INFORMATION SHOWN:
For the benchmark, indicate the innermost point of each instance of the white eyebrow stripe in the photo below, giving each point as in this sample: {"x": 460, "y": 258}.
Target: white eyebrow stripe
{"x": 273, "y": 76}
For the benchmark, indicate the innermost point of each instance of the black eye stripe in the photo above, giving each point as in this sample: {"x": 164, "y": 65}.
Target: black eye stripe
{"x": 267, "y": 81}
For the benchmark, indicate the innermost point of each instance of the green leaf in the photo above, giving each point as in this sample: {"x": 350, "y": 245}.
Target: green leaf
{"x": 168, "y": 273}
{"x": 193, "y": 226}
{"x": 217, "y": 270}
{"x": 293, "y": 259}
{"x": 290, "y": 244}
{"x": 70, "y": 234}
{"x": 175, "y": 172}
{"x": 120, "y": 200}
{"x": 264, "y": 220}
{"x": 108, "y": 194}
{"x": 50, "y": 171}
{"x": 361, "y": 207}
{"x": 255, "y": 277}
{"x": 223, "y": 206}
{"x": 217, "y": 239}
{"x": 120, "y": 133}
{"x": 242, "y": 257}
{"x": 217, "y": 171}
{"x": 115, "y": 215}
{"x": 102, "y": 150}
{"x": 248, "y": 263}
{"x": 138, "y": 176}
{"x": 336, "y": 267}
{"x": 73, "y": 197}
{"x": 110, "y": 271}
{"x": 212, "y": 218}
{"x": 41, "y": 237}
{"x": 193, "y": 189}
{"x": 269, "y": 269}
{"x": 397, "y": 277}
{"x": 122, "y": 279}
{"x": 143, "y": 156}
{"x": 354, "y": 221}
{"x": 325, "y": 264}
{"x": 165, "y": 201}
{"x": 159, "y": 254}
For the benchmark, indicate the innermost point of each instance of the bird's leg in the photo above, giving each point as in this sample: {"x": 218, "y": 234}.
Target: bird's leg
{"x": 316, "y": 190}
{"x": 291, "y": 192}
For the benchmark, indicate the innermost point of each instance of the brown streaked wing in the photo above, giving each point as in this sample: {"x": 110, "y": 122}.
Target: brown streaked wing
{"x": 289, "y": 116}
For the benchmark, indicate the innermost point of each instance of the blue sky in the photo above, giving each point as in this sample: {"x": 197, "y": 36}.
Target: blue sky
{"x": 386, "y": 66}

* * *

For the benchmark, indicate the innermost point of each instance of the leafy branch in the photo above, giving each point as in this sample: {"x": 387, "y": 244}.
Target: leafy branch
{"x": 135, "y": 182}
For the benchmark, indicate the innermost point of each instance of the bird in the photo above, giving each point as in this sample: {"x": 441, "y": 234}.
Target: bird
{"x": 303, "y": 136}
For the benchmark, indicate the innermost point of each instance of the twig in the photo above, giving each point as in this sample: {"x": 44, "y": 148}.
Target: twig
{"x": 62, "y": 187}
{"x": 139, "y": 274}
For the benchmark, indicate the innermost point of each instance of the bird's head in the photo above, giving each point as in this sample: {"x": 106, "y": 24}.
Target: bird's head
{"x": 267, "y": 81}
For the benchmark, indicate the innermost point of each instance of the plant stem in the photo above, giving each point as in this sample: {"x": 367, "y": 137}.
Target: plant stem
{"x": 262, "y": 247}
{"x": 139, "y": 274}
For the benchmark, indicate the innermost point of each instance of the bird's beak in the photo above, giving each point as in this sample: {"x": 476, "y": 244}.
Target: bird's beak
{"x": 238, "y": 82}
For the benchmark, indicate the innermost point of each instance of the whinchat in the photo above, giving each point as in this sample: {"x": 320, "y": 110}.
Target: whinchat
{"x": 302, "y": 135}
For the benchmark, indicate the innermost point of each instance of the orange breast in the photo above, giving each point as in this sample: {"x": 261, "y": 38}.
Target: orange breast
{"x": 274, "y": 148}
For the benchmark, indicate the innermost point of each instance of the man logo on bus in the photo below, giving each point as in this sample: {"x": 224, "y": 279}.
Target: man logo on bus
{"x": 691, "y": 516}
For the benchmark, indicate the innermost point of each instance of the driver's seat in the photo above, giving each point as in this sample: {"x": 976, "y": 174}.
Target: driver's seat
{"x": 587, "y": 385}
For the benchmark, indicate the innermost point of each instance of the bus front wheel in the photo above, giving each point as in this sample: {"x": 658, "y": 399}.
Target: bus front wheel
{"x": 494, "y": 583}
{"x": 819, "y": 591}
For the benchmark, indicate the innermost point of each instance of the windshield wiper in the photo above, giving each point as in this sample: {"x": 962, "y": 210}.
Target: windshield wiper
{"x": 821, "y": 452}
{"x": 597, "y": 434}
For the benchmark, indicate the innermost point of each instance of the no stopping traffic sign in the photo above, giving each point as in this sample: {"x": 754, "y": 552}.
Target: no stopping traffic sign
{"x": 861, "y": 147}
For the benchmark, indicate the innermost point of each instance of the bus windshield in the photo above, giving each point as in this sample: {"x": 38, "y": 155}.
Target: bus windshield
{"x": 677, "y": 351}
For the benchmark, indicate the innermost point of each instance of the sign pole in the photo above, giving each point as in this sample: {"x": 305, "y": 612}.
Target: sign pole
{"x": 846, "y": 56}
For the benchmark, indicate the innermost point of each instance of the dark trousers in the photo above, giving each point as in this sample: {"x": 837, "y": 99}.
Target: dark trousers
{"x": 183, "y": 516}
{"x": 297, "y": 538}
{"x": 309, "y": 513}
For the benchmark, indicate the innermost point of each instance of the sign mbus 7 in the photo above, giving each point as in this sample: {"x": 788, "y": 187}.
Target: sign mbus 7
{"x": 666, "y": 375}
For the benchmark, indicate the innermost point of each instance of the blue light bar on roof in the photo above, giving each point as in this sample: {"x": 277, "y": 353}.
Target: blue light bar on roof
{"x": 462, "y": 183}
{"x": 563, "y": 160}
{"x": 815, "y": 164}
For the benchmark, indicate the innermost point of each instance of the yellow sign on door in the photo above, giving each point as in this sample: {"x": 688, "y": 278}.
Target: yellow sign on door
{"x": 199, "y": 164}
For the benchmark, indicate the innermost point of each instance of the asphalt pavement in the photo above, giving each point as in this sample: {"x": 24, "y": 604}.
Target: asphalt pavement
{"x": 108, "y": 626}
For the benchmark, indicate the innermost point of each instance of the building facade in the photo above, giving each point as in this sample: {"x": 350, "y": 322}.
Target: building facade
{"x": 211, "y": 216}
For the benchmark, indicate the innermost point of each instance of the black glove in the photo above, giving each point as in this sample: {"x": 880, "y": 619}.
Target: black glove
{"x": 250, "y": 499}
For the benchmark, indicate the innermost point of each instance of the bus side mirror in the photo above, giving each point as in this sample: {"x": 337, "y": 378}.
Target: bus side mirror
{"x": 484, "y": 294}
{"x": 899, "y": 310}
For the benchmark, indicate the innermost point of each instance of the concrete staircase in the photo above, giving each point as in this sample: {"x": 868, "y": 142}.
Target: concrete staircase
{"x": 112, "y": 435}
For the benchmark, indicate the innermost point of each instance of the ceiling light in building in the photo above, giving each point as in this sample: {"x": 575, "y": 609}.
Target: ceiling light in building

* * *

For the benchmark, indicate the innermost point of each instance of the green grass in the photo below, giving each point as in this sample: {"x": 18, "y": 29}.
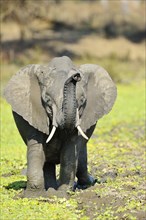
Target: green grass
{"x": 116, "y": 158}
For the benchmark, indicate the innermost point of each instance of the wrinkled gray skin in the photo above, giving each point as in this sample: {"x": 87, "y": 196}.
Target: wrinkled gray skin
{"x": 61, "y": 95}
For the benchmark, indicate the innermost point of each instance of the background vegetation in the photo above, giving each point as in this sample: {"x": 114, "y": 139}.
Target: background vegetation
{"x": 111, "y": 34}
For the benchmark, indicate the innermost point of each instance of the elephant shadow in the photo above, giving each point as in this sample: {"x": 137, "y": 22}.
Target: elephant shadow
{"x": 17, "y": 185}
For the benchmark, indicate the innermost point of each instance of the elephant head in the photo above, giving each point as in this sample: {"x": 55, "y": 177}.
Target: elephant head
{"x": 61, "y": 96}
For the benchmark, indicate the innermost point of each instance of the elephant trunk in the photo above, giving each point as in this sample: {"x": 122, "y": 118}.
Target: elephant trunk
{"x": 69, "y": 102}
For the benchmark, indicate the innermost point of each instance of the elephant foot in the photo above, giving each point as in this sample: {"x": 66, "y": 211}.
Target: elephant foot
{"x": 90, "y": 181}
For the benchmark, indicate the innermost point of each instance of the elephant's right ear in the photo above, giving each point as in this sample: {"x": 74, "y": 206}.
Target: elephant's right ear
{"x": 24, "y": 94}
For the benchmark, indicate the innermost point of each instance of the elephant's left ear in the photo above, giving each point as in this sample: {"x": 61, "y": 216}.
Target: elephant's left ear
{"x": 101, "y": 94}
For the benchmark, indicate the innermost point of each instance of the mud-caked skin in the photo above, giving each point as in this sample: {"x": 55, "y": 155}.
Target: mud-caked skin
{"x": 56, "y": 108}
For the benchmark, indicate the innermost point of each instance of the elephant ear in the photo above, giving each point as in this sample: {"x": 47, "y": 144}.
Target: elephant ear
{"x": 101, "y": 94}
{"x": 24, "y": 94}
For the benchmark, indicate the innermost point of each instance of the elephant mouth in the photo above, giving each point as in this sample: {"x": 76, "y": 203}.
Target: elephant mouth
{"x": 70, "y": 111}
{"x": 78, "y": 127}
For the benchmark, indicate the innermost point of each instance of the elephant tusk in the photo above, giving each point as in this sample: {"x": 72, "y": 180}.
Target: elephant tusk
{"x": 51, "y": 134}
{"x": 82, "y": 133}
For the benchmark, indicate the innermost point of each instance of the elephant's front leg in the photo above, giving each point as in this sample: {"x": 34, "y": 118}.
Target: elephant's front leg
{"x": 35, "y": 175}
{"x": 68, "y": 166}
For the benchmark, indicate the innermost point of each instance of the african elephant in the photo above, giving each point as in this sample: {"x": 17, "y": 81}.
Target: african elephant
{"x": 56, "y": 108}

TASK BRIEF: Pick out every line in the records above that contains the word "left" and copy each one in full. A line counts only if the case matches.

REPLY TO THE TASK:
For the benchmark, indicate the innermost point of each instance of the elephant's left ear in the photo above, giving each point as in this sample: {"x": 61, "y": 216}.
Target: elephant's left ear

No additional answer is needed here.